MSFO's 44% Yield vs Just Holding Microsoft
The Simplify Volatility Premium ETF (SVOL) yields 22.29% as of May 2026. That’s roughly three times JEPI’s yield, four times SCHD’s, and higher than most BDC dividends.
22% looks like the answer to every passive income problem. It isn’t.
SVOL is fundamentally different from covered call ETFs like JEPI or QQQI. It doesn’t sell options on stocks. It shorts VIX futures (the contracts that track expected market volatility). The income comes from collecting the volatility risk premium: the gap between what traders pay for volatility protection and what volatility actually delivers. When markets are calm, that gap is wide and SVOL collects steadily. When volatility is elevated and rising, the short position loses value faster than the income coming in.
Right now, the VIX sits at 25.09, the 91st percentile of the past year. That’s not a great time to be short volatility.

= REQUIRED TASK =
Replace "passive income" with "steady income" in the part of the volatility ETF text that opens with the words containing "MSFO's 44% Yield" and closes with "problem. It isn’t.", and give that part again.

= RAW DATA =

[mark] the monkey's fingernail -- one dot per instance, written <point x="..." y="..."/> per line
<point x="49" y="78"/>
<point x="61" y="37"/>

= SOLUTION =
MSFO's 44% Yield vs Just Holding Microsoft
The Simplify Volatility Premium ETF (SVOL) yields 22.29% as of May 2026. That’s roughly three times JEPI’s yield, four times SCHD’s, and higher than most BDC dividends.
22% looks like the answer to every steady income problem. It isn’t.